• _Instructions to follow_: Starting at the line that holds "Query: bare tree", copy every line exactly through the end of the data, and no others.

-- START The data --

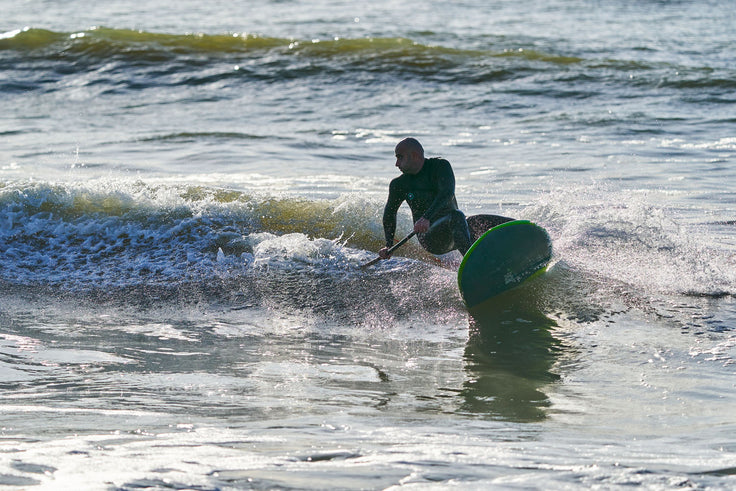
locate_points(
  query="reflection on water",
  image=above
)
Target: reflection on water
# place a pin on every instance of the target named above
(509, 359)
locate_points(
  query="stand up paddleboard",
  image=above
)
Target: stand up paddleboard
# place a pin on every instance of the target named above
(501, 258)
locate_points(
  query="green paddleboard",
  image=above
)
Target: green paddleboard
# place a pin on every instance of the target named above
(501, 259)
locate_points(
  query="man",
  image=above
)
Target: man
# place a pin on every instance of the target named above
(428, 186)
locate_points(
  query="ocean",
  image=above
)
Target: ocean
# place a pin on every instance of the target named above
(188, 190)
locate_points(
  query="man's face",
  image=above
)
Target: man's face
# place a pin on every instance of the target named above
(406, 160)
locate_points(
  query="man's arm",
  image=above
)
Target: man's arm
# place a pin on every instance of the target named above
(390, 210)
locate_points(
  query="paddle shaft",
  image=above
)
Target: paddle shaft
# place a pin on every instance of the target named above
(391, 250)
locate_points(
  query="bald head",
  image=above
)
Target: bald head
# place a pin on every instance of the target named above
(409, 156)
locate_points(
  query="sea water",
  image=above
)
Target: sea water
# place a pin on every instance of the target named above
(188, 190)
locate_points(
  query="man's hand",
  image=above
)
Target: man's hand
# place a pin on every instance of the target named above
(421, 226)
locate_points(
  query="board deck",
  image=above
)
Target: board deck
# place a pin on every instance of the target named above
(501, 259)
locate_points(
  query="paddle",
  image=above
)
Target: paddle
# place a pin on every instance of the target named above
(391, 250)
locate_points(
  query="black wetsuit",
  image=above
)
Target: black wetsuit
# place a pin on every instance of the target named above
(430, 194)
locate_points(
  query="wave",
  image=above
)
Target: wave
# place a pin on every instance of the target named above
(142, 244)
(129, 60)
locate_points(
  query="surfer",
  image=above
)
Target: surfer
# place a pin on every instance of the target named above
(428, 186)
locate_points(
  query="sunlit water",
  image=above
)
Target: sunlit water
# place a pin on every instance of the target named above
(188, 190)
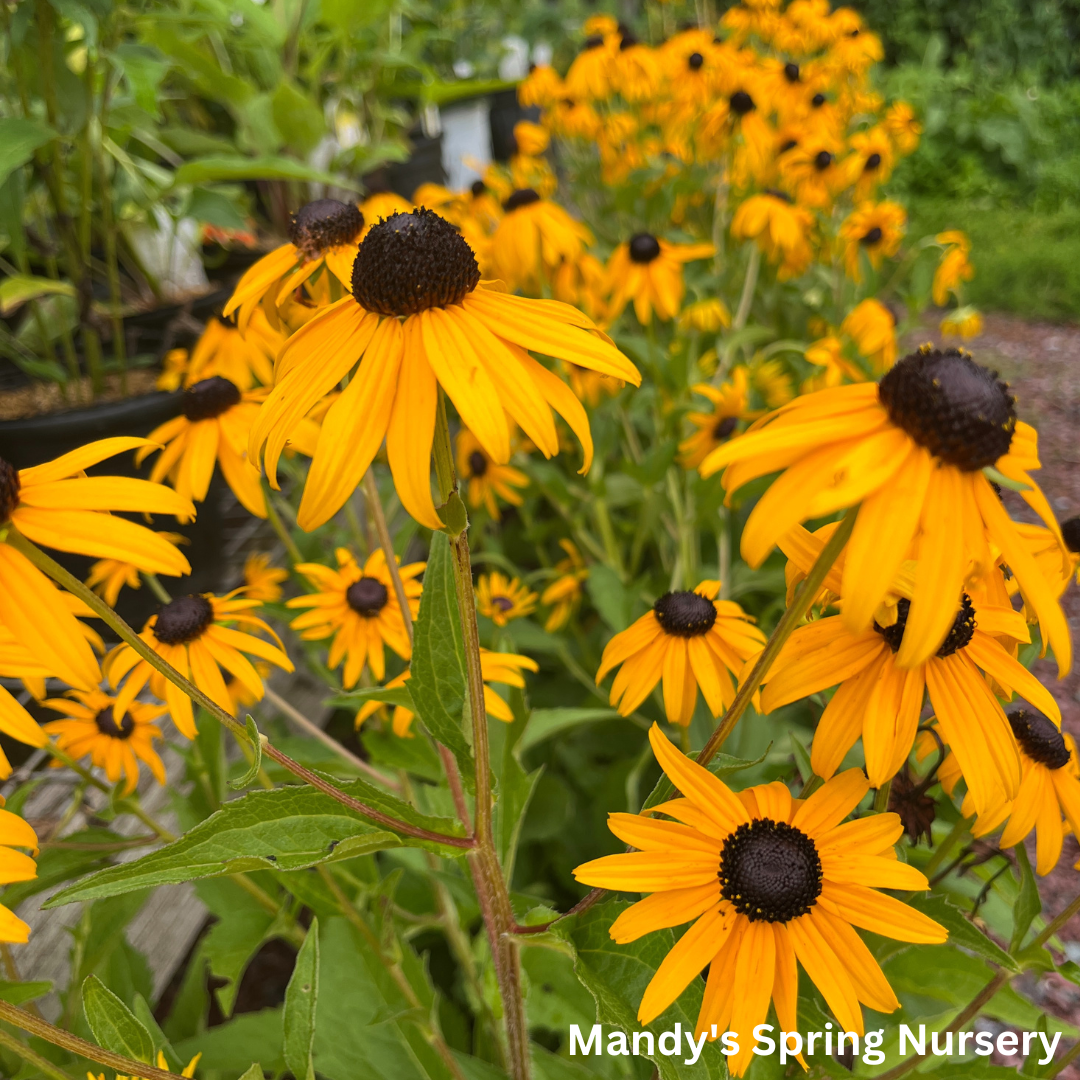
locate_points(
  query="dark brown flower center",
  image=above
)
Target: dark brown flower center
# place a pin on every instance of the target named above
(523, 197)
(770, 871)
(644, 247)
(959, 410)
(685, 615)
(410, 262)
(1039, 738)
(107, 725)
(725, 427)
(959, 635)
(1070, 532)
(324, 224)
(10, 485)
(367, 596)
(183, 620)
(210, 397)
(741, 103)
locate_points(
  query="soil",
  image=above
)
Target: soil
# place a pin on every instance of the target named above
(1041, 362)
(40, 399)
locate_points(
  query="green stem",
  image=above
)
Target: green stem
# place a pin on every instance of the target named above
(41, 1028)
(490, 885)
(800, 604)
(72, 584)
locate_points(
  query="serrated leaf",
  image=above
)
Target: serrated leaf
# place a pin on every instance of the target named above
(219, 167)
(287, 828)
(255, 742)
(437, 683)
(961, 932)
(301, 996)
(113, 1024)
(617, 975)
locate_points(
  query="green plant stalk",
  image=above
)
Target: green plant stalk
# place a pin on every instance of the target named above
(800, 604)
(72, 584)
(491, 891)
(34, 1025)
(44, 1067)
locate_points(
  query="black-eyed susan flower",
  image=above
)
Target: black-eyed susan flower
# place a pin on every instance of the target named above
(769, 882)
(261, 580)
(690, 639)
(910, 450)
(954, 267)
(117, 746)
(56, 505)
(879, 698)
(730, 404)
(535, 237)
(484, 477)
(502, 598)
(875, 229)
(648, 271)
(15, 866)
(198, 635)
(502, 667)
(108, 576)
(564, 594)
(420, 319)
(780, 228)
(323, 235)
(358, 607)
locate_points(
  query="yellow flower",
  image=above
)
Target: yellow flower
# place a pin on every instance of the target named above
(730, 405)
(484, 477)
(564, 594)
(420, 318)
(874, 228)
(649, 272)
(15, 866)
(705, 315)
(261, 580)
(964, 322)
(323, 237)
(910, 449)
(358, 606)
(57, 505)
(954, 267)
(193, 634)
(502, 599)
(117, 746)
(504, 667)
(780, 228)
(769, 882)
(108, 576)
(873, 327)
(689, 638)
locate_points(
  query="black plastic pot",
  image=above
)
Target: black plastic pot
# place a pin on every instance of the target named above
(29, 442)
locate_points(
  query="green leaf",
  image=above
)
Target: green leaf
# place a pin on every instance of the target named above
(19, 288)
(255, 742)
(267, 167)
(16, 994)
(617, 975)
(18, 139)
(1028, 904)
(960, 931)
(287, 828)
(113, 1024)
(545, 723)
(301, 996)
(437, 684)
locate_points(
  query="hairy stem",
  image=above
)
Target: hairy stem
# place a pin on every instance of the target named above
(800, 604)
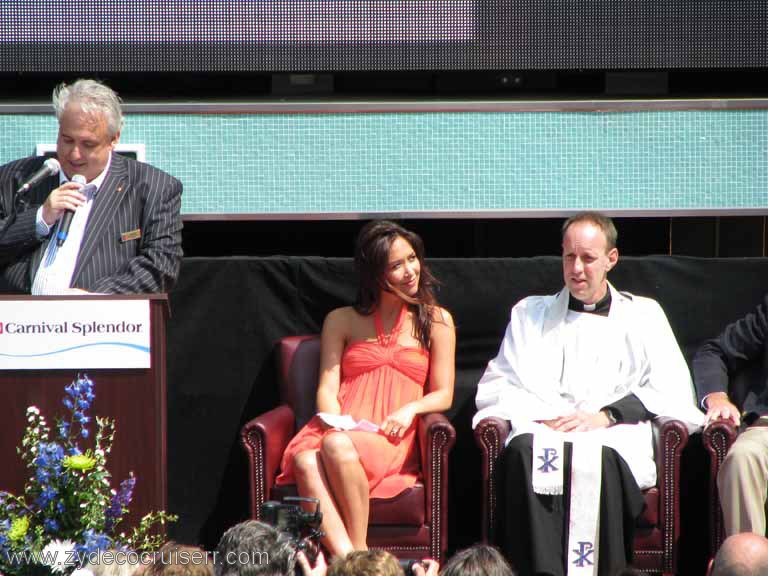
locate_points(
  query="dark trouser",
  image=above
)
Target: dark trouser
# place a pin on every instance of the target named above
(532, 529)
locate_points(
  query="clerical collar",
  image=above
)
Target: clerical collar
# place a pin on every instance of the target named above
(601, 307)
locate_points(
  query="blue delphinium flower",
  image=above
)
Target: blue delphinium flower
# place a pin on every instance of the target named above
(78, 399)
(47, 471)
(50, 525)
(120, 501)
(93, 542)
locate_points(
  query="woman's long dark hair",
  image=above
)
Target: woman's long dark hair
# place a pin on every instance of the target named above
(371, 260)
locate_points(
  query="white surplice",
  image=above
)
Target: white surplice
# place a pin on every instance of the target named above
(554, 361)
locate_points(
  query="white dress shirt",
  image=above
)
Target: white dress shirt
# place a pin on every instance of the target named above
(54, 275)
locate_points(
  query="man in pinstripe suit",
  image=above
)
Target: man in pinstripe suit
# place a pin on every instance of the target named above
(125, 232)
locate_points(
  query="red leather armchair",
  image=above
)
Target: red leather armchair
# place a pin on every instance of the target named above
(413, 524)
(658, 529)
(717, 439)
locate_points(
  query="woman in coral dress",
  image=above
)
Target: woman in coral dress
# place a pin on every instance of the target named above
(387, 359)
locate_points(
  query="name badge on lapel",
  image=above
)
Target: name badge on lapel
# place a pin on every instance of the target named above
(130, 235)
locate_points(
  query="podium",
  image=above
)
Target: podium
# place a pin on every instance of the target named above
(135, 398)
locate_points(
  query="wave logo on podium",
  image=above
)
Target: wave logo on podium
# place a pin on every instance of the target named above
(75, 334)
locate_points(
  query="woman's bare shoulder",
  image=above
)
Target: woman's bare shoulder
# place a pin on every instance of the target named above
(441, 315)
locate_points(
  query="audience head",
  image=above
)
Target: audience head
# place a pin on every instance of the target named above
(253, 548)
(589, 253)
(365, 563)
(175, 559)
(743, 554)
(390, 259)
(477, 560)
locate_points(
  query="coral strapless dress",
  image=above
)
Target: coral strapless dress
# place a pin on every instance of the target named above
(377, 378)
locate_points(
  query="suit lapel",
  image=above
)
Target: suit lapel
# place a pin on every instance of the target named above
(105, 206)
(41, 194)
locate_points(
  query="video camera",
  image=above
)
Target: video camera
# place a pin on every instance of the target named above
(290, 517)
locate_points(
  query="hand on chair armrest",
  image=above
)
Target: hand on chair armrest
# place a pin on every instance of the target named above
(719, 435)
(264, 440)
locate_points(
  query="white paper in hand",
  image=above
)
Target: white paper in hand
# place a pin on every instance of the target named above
(346, 422)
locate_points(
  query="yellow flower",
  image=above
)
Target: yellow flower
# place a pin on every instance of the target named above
(79, 462)
(18, 529)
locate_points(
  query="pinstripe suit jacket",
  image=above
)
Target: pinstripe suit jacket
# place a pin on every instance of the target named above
(134, 196)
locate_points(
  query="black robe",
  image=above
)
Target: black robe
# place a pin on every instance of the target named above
(532, 529)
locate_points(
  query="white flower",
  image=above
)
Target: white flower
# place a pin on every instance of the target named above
(59, 555)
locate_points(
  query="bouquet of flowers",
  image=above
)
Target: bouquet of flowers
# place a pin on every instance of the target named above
(69, 510)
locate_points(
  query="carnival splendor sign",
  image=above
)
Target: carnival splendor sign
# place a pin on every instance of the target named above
(74, 334)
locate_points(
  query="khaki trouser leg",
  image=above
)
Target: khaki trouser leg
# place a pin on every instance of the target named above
(743, 482)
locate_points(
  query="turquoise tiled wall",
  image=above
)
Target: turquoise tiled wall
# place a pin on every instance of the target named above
(464, 161)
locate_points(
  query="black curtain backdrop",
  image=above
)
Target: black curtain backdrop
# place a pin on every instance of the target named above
(228, 313)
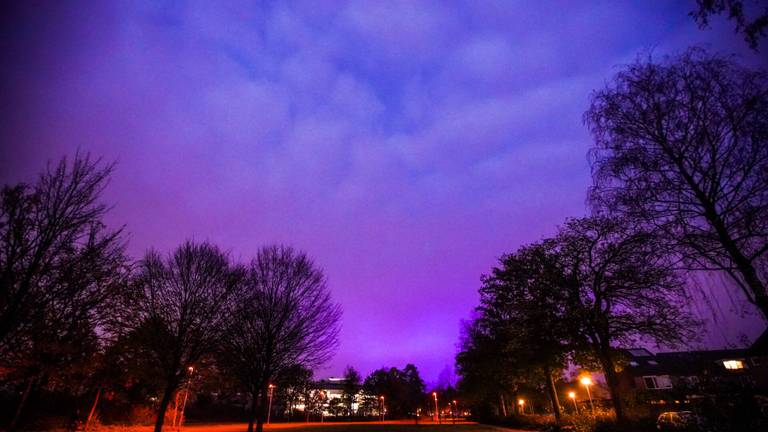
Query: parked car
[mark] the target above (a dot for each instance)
(681, 421)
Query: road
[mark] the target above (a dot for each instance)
(387, 426)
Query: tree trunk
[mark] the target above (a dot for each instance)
(503, 405)
(552, 390)
(22, 404)
(613, 383)
(170, 388)
(93, 409)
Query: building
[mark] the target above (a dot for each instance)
(691, 374)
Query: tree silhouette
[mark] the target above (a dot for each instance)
(178, 308)
(59, 265)
(522, 302)
(753, 25)
(682, 146)
(284, 317)
(619, 289)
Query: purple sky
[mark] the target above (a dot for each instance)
(404, 145)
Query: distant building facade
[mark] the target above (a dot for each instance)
(695, 374)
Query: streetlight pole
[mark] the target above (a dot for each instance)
(191, 370)
(437, 413)
(269, 406)
(322, 408)
(381, 407)
(587, 381)
(572, 395)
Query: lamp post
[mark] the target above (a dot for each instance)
(437, 413)
(322, 409)
(186, 396)
(269, 406)
(587, 381)
(572, 395)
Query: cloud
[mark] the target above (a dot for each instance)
(404, 144)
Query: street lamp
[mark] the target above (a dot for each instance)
(190, 370)
(587, 381)
(269, 407)
(322, 409)
(437, 413)
(382, 407)
(572, 395)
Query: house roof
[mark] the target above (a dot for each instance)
(682, 363)
(760, 346)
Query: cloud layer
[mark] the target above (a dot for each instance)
(403, 144)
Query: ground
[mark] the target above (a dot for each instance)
(388, 426)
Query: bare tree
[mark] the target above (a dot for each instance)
(58, 267)
(57, 259)
(618, 288)
(285, 317)
(751, 19)
(683, 146)
(178, 308)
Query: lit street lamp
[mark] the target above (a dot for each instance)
(587, 381)
(269, 407)
(572, 395)
(437, 413)
(322, 409)
(382, 407)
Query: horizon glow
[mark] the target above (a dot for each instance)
(404, 145)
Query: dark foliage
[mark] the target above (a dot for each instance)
(682, 146)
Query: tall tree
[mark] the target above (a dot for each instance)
(284, 317)
(619, 289)
(403, 390)
(682, 145)
(59, 265)
(522, 302)
(58, 262)
(179, 309)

-- END The data --

• _Solution_:
Query: bare tree
[mark] the target above (a dot for each instance)
(58, 267)
(57, 259)
(618, 288)
(285, 317)
(751, 19)
(683, 146)
(178, 308)
Query: lit street lamp
[mark] the target above (a dot for each instance)
(587, 381)
(269, 407)
(572, 395)
(437, 413)
(322, 409)
(382, 407)
Query: horizon glow
[mark] the target above (a dot for each instance)
(404, 145)
Query: dark foliage
[mark] the target above (a dot for each instance)
(682, 146)
Query: tall tree
[mark] the target above (a dot for each instance)
(284, 317)
(619, 289)
(403, 390)
(682, 145)
(59, 265)
(522, 302)
(58, 262)
(179, 309)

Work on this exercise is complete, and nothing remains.